# 数据清单
((

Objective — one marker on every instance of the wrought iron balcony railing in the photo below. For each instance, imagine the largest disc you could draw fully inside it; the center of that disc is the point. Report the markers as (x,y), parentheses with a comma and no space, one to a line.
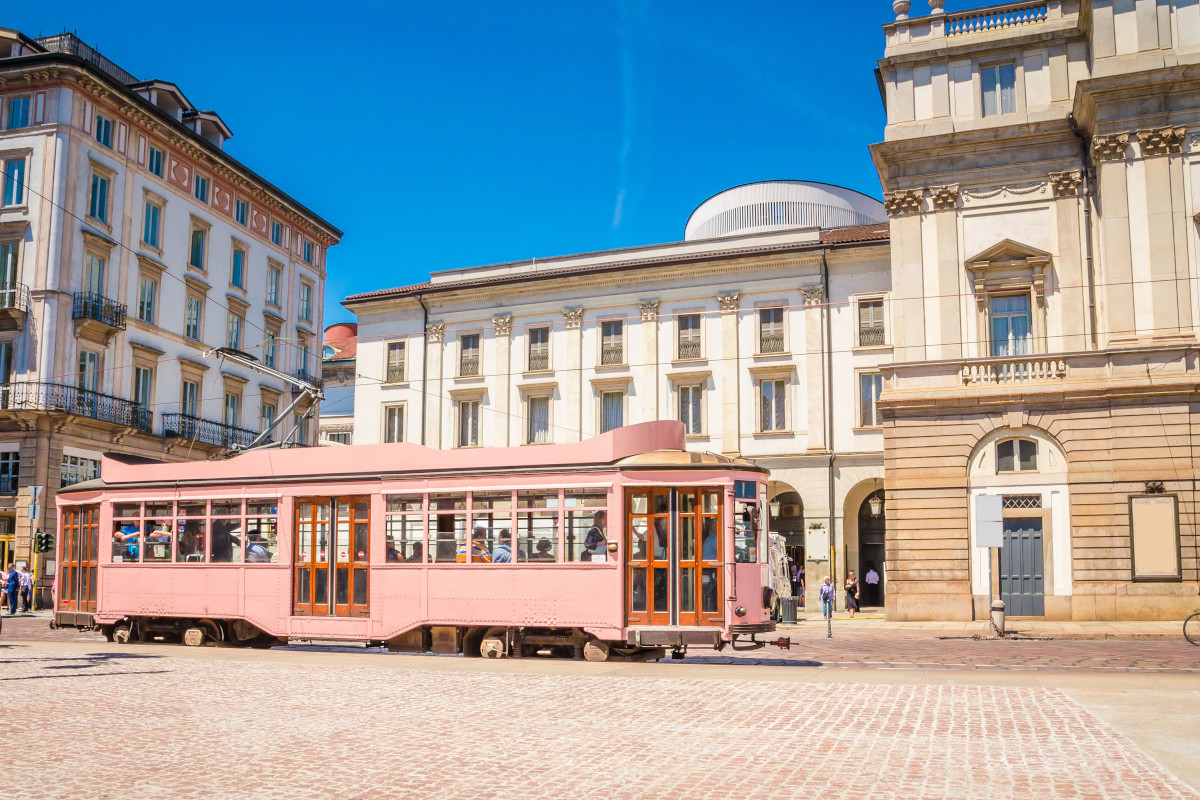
(207,431)
(689,348)
(39,396)
(771,343)
(870,336)
(89,305)
(15,296)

))

请把上面的全部材料转写成两列 CSV，列名分别为"提示"和"回复"，每条材料占一行，其文字和答案各放进一个带引号的字段，字段内的换行一律改为空格，并且不要把图片放进结果中。

提示,回复
"Objective — one marker on every instance of the wrought iron balcony railing in the photo below. For each instance, imagine the largest disc you could draw fully inside it; the center of that disc is the point. Report the markers as (x,y), parentheses with a comma and no space, one to a line.","(207,431) (689,348) (39,396) (771,343) (870,336) (89,305) (15,296)"